◆ Requests ◆
[a] In the piece on empathy and unconscious bias, why was the writer waiting for the elevator that weekend?
[b] According to the piece on empathy and unconscious bias, what degree had the writer recently earned?
[c] Write the next part of the piece on empathy and unconscious bias, picking up after its final sentence.

◆ Passage to read ◆

★ ★ ★

Effective Empathy Through Life Orientations 

During a recent cultural competence session I was facilitating, a participant asked: In addressing unconscious bias, what is the difference between empathy and hypersensitivity? 

The question was posed by a millennial white male who felt that complaints or concerns about unconscious bias, micro-inequities, and covering were the result of hypersensitivity. 

I sparked the question by sharing an experience at one of my prior employers. As a recent MBA graduate, I was working on the weekend, completing a report for an investment banker. Dressed in a button-down shirt, jeans, and tennis shoes, I was waiting on the elevator to open so that I could go up two floors and place the report on the banker’s desk. When the elevator opened, an older white male, dressed in a button-down shirt, jeans and dockers, exited the elevator and said: “If you are wondering where the mailroom is, it is two floors below.” I believed the gentleman was assuming that African Americans could only work in the mailroom.

★ ★ ★

◆ Supplied records ◆
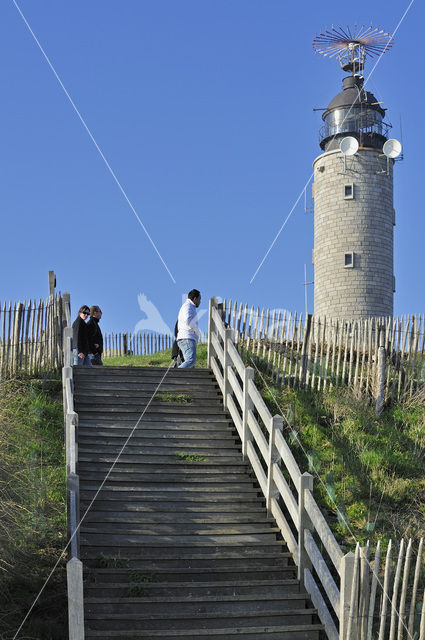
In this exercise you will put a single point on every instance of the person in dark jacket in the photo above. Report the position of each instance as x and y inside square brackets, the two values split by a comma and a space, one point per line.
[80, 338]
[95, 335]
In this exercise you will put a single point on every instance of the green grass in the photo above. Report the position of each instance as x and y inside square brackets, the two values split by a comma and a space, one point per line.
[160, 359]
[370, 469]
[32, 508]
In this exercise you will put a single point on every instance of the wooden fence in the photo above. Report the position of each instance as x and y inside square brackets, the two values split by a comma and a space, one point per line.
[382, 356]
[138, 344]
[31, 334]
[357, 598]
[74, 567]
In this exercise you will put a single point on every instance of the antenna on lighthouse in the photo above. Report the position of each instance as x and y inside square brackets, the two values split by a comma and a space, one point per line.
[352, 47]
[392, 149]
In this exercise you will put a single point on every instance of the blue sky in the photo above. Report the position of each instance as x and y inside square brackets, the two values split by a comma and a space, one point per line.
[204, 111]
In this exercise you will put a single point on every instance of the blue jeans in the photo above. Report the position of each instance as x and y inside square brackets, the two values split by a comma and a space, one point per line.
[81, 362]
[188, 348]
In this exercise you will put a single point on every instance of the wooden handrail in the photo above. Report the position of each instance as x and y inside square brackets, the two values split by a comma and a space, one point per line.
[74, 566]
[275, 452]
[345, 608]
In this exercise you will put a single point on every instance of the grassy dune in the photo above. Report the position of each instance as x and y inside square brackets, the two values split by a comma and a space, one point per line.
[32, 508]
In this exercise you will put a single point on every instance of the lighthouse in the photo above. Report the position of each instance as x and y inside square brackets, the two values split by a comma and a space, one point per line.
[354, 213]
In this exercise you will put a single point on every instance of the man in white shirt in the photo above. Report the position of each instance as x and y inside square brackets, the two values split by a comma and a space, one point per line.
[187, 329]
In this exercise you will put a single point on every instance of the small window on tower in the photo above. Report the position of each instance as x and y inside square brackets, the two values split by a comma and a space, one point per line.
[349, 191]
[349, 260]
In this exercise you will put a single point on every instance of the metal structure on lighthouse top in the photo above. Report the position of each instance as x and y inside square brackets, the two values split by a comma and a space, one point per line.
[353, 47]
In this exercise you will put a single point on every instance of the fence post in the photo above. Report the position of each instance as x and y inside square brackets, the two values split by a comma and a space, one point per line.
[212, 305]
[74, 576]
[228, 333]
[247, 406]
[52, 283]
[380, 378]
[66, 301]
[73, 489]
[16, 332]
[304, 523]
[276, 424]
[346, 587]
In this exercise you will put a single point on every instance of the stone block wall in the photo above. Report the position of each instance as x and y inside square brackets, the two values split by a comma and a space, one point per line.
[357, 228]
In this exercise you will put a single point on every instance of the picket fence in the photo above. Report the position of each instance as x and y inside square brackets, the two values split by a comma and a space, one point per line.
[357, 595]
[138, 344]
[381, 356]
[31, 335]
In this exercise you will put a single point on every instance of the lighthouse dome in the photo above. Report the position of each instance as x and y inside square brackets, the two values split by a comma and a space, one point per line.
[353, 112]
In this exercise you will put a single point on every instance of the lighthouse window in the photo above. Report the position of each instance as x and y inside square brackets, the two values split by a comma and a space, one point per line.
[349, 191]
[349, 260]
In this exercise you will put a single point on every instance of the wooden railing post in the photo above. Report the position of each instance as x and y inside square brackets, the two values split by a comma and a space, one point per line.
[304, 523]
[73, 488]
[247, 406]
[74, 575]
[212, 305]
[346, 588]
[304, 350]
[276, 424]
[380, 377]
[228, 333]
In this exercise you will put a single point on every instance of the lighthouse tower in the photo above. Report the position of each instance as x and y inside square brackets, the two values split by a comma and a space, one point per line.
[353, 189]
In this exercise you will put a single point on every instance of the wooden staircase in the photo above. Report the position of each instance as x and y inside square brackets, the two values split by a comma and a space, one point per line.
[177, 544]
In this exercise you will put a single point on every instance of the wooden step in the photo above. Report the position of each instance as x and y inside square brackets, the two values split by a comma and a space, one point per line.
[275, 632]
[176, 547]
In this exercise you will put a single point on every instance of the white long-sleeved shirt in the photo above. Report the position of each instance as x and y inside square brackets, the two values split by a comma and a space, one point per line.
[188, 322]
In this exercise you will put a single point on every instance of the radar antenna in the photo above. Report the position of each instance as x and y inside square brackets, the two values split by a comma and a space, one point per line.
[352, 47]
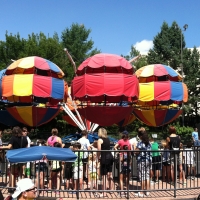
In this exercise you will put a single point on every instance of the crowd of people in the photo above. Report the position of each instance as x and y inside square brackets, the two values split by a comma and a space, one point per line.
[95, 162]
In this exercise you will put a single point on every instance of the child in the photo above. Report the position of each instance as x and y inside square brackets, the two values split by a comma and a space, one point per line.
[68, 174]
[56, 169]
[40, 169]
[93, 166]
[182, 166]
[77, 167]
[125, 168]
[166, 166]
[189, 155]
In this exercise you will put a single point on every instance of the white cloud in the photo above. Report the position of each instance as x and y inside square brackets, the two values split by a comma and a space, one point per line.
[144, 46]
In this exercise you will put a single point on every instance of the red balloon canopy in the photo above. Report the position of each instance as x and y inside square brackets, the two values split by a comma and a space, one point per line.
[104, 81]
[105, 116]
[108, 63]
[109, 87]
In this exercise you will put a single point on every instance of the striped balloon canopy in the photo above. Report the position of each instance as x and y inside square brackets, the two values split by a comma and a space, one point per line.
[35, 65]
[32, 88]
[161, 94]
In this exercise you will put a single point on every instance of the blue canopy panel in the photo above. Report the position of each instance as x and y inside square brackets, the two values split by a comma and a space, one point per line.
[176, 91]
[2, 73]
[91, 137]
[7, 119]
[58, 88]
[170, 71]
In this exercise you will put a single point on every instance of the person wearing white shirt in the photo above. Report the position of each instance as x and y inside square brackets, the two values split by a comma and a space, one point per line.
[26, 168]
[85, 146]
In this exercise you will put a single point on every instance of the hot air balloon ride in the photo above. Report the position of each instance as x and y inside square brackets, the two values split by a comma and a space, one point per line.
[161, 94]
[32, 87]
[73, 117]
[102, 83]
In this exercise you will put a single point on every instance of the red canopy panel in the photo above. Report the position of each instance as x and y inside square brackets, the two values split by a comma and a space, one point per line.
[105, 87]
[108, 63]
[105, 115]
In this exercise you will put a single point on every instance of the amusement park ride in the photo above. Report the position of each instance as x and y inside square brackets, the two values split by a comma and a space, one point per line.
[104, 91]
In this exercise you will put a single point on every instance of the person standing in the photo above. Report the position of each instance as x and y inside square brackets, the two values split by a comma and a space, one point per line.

★ ★ ★

◆ Answers given ◆
[a] The writer had finished a report for an investment banker and was waiting to ride up two floors and place it on the banker's desk.

[b] An MBA.

[c]
As someone new to the company, I did not ask the gentleman why he had made the assumption. I just said, “I recently joined the company and was taking a report to an investment banker.” To which, he replied: “Oh, okay.” 

From that day forward, I always wore a Vanderbilt University cap and T-shirt whenever I worked on the weekend to project that I belonged and to attempt to cover the perceived stigma of my race. 

It was at this point; the millennial white male said: “Aren’t you assuming that the gentleman was biased due to your race? In addressing unconscious bias, what is the difference between empathy and hypersensitivity?” In my response, I offered Life Orientations as a method to find common ground. 

The Life Orientations Method® is an applied behavioral science that promotes individual and group productivity. It begins by identifying preferred life orientations or behavioral styles. “Productivity, in Life Orientations terms, is defined as the full use of one’s strengths and uniqueness in relation to the full use of the strengths and uniqueness of others. LIFO philosophy maintains that behavior exists on a continuum, from strength, to early warning sign of excess, and to excess. Our strengths, in excess, lead to unproductive behavior and impact.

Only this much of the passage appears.